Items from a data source
— start —
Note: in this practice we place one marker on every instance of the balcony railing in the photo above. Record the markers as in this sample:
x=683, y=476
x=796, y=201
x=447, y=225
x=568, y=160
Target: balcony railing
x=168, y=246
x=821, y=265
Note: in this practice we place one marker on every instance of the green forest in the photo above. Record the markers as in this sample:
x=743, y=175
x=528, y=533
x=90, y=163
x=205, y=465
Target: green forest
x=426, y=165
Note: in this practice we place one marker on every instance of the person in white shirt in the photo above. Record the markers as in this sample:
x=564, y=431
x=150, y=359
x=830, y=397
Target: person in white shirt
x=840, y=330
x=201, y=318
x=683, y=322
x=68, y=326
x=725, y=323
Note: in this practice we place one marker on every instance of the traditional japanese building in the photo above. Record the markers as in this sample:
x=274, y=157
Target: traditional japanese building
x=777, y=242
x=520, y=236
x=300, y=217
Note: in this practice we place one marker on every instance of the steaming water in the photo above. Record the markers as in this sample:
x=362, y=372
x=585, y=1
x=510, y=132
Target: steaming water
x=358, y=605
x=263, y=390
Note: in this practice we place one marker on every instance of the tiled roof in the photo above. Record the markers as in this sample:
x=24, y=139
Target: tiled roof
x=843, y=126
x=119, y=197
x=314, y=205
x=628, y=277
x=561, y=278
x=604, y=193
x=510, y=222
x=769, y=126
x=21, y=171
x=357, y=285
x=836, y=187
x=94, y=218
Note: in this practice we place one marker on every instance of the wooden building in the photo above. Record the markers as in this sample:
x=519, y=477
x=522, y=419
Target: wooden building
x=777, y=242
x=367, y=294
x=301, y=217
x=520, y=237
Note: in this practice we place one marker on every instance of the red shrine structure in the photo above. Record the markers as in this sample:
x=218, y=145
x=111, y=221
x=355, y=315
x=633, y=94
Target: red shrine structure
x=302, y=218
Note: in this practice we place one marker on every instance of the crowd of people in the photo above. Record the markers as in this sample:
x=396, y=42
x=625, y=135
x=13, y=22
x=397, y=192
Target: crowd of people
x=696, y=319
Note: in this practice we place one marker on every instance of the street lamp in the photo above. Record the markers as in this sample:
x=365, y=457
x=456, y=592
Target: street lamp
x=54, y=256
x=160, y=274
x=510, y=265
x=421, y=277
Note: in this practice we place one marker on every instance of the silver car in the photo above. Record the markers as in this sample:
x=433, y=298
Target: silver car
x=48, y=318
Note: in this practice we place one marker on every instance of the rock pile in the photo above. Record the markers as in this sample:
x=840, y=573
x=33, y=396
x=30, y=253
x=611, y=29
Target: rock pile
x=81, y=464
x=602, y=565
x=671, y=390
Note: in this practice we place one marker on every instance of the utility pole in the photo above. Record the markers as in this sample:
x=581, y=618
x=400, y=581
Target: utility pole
— end —
_Problem_
Update the material from the line with "of the green" up to and including the line with "x=302, y=218" by replacing "practice" with "exercise", and give those lines again with nothing else changed.

_Finished task_
Note: in this exercise we place one marker on every instance of the green forest in the photo above. Record the markers as in this sample:
x=743, y=175
x=528, y=533
x=90, y=163
x=205, y=465
Target: green forest
x=426, y=165
Note: in this exercise we place one marker on every instance of the person in white shirt in the photo above. Record the markers as in this sample:
x=564, y=431
x=150, y=359
x=830, y=397
Target: person in white shirt
x=840, y=330
x=201, y=318
x=683, y=322
x=68, y=326
x=725, y=323
Note: in this exercise we place one marker on every instance of the traditional japanese building in the photo above. Record the markers as in this sample:
x=274, y=157
Target: traditional japanese building
x=777, y=242
x=520, y=236
x=300, y=217
Note: in this exercise we place one marker on every instance of the steaming water in the photo above. Record the markers as in this sample:
x=362, y=372
x=585, y=1
x=510, y=132
Target: steaming water
x=358, y=605
x=263, y=390
Note: in this exercise we place one marker on every instance of the tiled roof in the photo above. Record the markers as in this sample:
x=24, y=139
Target: tiled roof
x=843, y=126
x=119, y=197
x=314, y=205
x=628, y=277
x=561, y=278
x=604, y=193
x=510, y=222
x=769, y=126
x=21, y=171
x=357, y=285
x=836, y=187
x=94, y=218
Note: in this exercise we place one marker on every instance of the wooden building in the photo above. Record the markers as in this sample:
x=519, y=477
x=522, y=419
Target: wooden building
x=777, y=242
x=367, y=294
x=301, y=217
x=520, y=237
Note: in this exercise we place one marker on every instance of the red shrine structure in the photo above. Record the markers as in this sample:
x=218, y=145
x=111, y=221
x=355, y=315
x=633, y=94
Target: red shrine structure
x=302, y=218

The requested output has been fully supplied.